◆ ФРАГМЕНТ ДОКУМЕНТА:
+--

Диана ласкала и целовала его, не допуская мысли, что может не встретить взаимности. Джеймсу не хотелось ничего объяснять, и он предпочел красноречиво молчать, не откликаясь на ее призывы. Как ужаленная, отстранилась она от него: худшие ее опасения подтвердились, ее снова отвергли, и он ничем не лучше других. Мгновенно потеряв четкость восприятия реальности, она оказалась во власти всех своих прежних сомнений: значит, это правда, думала она, значит, она недостаточно хороша, он пресытился ею.

В отчаянной попытке защититься, смягчить неминуемый удар, она стала нападать сама.

«Почему? – закричала она. – Чего ты добиваешься от меня? Почему ты причиняешь мне такую боль?»

Последний упрек она бросила хмуро, едва слышно, словно понимая, что он не совсем справедлив, она старалась поскорее избавиться от него.

+--

◆ ПРЕДОСТАВЛЕННЫЕ ДАННЫЕ:
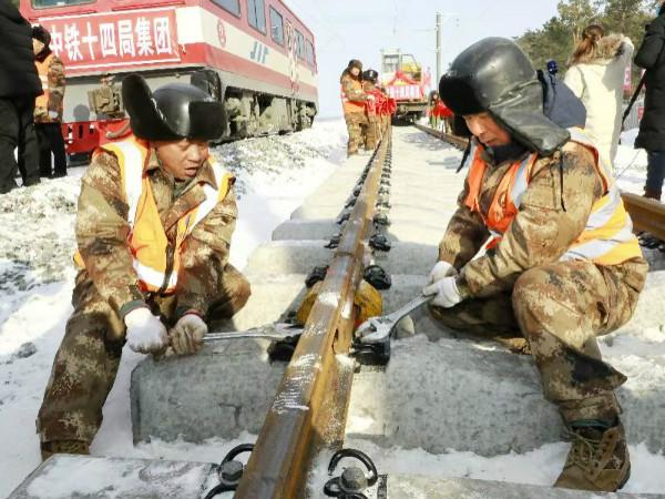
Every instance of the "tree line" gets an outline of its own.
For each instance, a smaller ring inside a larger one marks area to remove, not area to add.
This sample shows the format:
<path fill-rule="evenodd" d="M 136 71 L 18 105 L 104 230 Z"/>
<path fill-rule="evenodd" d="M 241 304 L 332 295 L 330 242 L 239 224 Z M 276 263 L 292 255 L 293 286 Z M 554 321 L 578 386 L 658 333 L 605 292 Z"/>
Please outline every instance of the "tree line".
<path fill-rule="evenodd" d="M 536 68 L 544 68 L 548 60 L 554 59 L 560 71 L 565 73 L 584 28 L 601 24 L 605 34 L 625 34 L 637 49 L 644 27 L 655 17 L 656 4 L 654 0 L 562 0 L 556 6 L 557 16 L 515 41 Z M 640 69 L 633 67 L 633 82 L 638 78 Z"/>

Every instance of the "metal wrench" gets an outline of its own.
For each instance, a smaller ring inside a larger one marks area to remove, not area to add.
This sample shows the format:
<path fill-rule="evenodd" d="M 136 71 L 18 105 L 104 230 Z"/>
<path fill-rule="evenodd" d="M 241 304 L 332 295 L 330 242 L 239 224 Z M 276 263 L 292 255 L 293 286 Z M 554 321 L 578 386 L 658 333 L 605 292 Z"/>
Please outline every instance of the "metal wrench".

+--

◆ ПИСЬМЕННОЕ ЗАДАНИЕ 1: Пожалуйста, перепишите без изменений часть отрывка о Диане и Джеймсе от слов «Диана ласкала и» до слов «он пресытился ею.».
◆ ПИСЬМЕННОЕ ЗАДАНИЕ 2: Как повел себя Джеймс в отрывке о Диане и Джеймсе, когда ему не захотелось ничего объяснять?
◆ ПИСЬМЕННОЕ ЗАДАНИЕ 3: Продолжите отрывок о Диане и Джеймсе, начав сразу после его последнего предложения.

◆ ОЖИДАЕМЫЙ ОТВЕТ 1:
Диана ласкала и целовала его, не допуская мысли, что может не встретить взаимности. Джеймсу не хотелось ничего объяснять, и он предпочел красноречиво молчать, не откликаясь на ее призывы. Как ужаленная, отстранилась она от него: худшие ее опасения подтвердились, ее снова отвергли, и он ничем не лучше других. Мгновенно потеряв четкость восприятия реальности, она оказалась во власти всех своих прежних сомнений: значит, это правда, думала она, значит, она недостаточно хороша, он пресытился ею.

◆ ОЖИДАЕМЫЙ ОТВЕТ 2: Он предпочел красноречиво молчать, не откликаясь на ее призывы.

◆ ОЖИДАЕМЫЙ ОТВЕТ 3:
Джеймс был утомлен. За последние два года он привык безоговорочно исполнять все ее желания. Но как она не понимает, что сейчас его отказ продиктован именно безграничной любовью? Он ведь не бездушная машина. Зачем она унижает его, унижает его мужское достоинство? А ему хотелось всегда быть с нею честным и неповторимым.

Услышав нотки недоверия в ее голосе и увидев ее ярость, впервые за время их романа он рассердился на нее и обиделся. Ее выходка была неоправданна и смешна. Если бы злость не мешала Джеймсу трезво и честно оценить ситуацию, он бы понял, что ее гнев, способность мгновенно впадать в крайности, скорее, заслуживали сострадания. Ее легкоранимость, ее способность так внезапно терять самообладание крайне беспокоили его.

Однако сейчас гордость не позволила ему прийти ей на помощь, утешить ее. Вместо того он заговорил тихо, но твердо. Он сказал, что любит ее, что всегда стремился доставлять ей счастье, но он все-таки не машина, которую можно включать в любой момент по своему усмотрению. У него тоже есть чувства и желания. И ничего такого не произошло. Он просто устал. И ей не следует принимать это на свой счет, она должна понять его правильно.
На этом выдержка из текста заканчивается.